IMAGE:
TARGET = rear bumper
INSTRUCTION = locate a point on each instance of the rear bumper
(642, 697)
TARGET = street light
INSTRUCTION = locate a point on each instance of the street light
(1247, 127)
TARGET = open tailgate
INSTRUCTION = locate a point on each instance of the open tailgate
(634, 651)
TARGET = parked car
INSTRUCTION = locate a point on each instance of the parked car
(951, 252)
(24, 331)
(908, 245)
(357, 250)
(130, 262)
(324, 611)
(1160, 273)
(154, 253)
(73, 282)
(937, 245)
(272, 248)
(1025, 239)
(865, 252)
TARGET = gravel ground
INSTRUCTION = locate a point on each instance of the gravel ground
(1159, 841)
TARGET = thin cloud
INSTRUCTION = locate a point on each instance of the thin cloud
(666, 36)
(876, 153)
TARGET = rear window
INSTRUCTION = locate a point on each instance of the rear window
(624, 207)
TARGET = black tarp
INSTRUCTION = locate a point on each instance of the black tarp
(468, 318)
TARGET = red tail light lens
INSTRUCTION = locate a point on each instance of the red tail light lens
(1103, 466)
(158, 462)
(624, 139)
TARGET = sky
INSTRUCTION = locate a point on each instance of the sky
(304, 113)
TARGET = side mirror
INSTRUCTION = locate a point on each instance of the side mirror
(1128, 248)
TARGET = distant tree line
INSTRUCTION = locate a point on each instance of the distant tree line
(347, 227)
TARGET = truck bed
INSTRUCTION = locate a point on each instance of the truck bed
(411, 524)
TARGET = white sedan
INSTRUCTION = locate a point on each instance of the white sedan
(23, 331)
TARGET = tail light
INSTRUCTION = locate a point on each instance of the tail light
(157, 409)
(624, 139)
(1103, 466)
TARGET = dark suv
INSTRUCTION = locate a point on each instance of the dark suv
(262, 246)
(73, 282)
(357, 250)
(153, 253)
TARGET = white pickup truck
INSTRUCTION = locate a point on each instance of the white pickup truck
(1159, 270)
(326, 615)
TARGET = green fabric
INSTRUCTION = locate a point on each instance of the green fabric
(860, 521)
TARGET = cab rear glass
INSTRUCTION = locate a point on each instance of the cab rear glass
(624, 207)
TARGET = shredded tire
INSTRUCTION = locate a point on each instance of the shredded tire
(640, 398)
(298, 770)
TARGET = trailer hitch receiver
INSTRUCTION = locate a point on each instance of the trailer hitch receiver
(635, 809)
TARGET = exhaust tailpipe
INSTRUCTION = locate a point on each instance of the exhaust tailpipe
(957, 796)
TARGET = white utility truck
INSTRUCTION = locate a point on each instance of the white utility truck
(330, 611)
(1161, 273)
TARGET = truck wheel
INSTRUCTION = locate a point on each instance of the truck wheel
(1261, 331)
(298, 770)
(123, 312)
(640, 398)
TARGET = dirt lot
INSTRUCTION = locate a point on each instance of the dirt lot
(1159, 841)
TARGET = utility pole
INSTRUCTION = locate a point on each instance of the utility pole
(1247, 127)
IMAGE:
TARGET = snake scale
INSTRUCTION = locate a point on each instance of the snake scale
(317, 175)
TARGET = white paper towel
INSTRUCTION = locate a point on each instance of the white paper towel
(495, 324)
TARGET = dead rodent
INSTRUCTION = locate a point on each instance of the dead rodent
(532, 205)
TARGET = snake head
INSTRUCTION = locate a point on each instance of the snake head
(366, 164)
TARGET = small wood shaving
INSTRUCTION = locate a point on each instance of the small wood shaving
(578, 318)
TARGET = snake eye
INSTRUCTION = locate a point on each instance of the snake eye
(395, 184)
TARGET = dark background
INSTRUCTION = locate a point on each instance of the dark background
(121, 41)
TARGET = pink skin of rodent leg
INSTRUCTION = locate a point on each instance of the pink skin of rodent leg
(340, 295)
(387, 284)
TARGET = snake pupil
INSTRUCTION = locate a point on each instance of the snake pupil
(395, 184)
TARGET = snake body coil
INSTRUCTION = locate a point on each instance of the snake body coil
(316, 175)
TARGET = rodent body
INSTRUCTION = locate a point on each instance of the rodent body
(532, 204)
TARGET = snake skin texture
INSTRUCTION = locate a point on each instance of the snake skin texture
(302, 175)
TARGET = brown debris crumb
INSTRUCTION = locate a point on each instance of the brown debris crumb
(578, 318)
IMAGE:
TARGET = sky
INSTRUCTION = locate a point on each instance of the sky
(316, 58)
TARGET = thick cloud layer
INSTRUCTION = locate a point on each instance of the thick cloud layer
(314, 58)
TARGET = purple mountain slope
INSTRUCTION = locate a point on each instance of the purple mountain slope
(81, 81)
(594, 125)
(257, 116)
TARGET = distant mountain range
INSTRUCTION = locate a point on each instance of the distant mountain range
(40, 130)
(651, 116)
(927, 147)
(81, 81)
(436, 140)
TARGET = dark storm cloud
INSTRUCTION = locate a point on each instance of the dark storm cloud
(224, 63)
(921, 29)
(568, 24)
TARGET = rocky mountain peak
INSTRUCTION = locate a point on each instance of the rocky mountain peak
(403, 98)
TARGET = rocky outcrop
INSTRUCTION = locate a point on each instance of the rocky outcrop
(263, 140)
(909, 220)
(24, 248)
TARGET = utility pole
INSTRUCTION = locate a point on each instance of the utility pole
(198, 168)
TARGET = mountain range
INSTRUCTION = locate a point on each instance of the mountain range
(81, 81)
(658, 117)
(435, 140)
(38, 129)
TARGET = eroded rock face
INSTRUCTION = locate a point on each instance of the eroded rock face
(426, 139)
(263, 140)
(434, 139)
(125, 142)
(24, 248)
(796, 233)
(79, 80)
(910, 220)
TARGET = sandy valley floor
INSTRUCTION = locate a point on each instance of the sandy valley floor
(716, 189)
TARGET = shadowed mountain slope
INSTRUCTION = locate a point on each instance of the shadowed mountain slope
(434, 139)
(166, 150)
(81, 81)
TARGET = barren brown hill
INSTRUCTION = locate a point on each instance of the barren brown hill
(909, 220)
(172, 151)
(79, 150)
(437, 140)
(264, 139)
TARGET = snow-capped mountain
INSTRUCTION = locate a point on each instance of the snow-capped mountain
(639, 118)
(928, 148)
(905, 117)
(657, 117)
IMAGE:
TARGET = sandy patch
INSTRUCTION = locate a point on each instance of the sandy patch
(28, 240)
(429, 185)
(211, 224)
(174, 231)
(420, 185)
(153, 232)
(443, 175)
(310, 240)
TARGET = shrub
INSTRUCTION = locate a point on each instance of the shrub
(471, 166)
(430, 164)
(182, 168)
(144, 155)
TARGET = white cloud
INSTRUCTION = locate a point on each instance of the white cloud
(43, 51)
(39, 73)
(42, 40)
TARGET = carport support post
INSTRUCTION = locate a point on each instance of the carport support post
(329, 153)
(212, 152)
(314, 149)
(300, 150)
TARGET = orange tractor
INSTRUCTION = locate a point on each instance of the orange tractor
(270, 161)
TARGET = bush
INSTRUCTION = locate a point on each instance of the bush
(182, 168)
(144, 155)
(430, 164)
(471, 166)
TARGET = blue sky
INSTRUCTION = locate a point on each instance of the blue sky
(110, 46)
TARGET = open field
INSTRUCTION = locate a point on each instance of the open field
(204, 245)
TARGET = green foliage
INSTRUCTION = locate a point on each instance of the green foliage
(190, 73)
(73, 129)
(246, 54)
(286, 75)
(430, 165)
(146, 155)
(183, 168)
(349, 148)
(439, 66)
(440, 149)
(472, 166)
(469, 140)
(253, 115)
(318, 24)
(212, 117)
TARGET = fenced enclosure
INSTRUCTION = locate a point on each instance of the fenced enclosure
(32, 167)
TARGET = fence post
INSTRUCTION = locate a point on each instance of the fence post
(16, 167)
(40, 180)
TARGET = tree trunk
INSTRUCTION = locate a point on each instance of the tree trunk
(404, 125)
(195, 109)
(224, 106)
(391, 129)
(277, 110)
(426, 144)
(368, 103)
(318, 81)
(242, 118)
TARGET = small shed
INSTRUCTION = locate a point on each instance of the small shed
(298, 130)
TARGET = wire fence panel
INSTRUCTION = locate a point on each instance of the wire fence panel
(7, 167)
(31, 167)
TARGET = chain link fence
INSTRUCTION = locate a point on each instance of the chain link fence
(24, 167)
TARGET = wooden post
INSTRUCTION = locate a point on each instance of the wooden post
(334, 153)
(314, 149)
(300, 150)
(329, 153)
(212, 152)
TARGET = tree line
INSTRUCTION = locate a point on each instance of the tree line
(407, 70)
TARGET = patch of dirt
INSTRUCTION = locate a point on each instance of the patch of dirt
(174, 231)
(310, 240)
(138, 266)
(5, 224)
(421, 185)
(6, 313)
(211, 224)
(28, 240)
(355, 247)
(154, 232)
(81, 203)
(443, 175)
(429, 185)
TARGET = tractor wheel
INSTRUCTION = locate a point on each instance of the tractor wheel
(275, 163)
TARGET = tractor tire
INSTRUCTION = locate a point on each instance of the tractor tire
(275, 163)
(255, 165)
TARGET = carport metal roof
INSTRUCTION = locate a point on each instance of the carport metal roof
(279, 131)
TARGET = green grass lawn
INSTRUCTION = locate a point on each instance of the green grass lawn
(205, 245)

WORK TO BE COMPLETED
Give back exactly the lines from the one containing "TARGET = orange tractor" to the end of the material, both ends included.

SOLUTION FOR THIS EXERCISE
TARGET = orange tractor
INSTRUCTION = locate a point on each instance of the orange tractor
(270, 161)
TARGET = bush
INSTRUCTION = locate a point on each instance of the bush
(182, 168)
(144, 155)
(430, 164)
(471, 166)
TARGET = blue sky
INSTRUCTION = locate a point on each instance of the blue sky
(110, 46)
TARGET = open field
INSTRUCTION = locate a point on each instance of the open field
(204, 245)
TARGET = green foliage
INSTRUCTION = locate a point on each instance of the green foliage
(190, 73)
(73, 129)
(246, 54)
(286, 75)
(430, 165)
(146, 155)
(183, 168)
(349, 148)
(439, 66)
(440, 149)
(472, 166)
(469, 140)
(253, 115)
(318, 24)
(212, 117)
TARGET = fenced enclosure
INSTRUCTION = locate a point on each instance of the fenced enclosure
(32, 167)
TARGET = fence post
INSTRUCTION = locate a point on each instance of the fence post
(16, 167)
(40, 180)
TARGET = tree trunk
INSTRUCTION = locate a point on each instance of the tree trunk
(404, 125)
(195, 109)
(224, 106)
(391, 129)
(277, 110)
(426, 144)
(368, 103)
(318, 81)
(242, 118)
TARGET = small shed
INSTRUCTION = locate a point on each instance of the small shed
(298, 130)
TARGET = wire fence panel
INSTRUCTION = locate a point on each instance of the wire fence panel
(7, 167)
(31, 167)
TARGET = chain link fence
INSTRUCTION = locate a point on each instance of the chain link fence
(24, 167)
TARGET = wooden post
INSTRUCTION = locate a point on each instance of the wooden post
(334, 153)
(314, 149)
(300, 150)
(329, 153)
(212, 152)
TARGET = tree line
INSTRUCTION = locate a point on each instance of the tree line
(407, 70)
TARGET = patch of dirt
INSTRUCTION = locate a point on each instance of the patch of dirt
(174, 231)
(310, 240)
(138, 266)
(5, 224)
(421, 185)
(6, 313)
(211, 224)
(28, 240)
(355, 247)
(154, 232)
(81, 203)
(443, 175)
(429, 185)
TARGET = tractor wheel
INSTRUCTION = locate a point on each instance of the tractor wheel
(275, 163)
TARGET = tractor tire
INSTRUCTION = locate a point on each instance of the tractor tire
(275, 163)
(255, 165)
TARGET = carport metal roof
INSTRUCTION = locate a point on each instance of the carport metal roof
(279, 131)
TARGET = green grass lawn
INSTRUCTION = locate a point on each instance of the green grass lawn
(205, 245)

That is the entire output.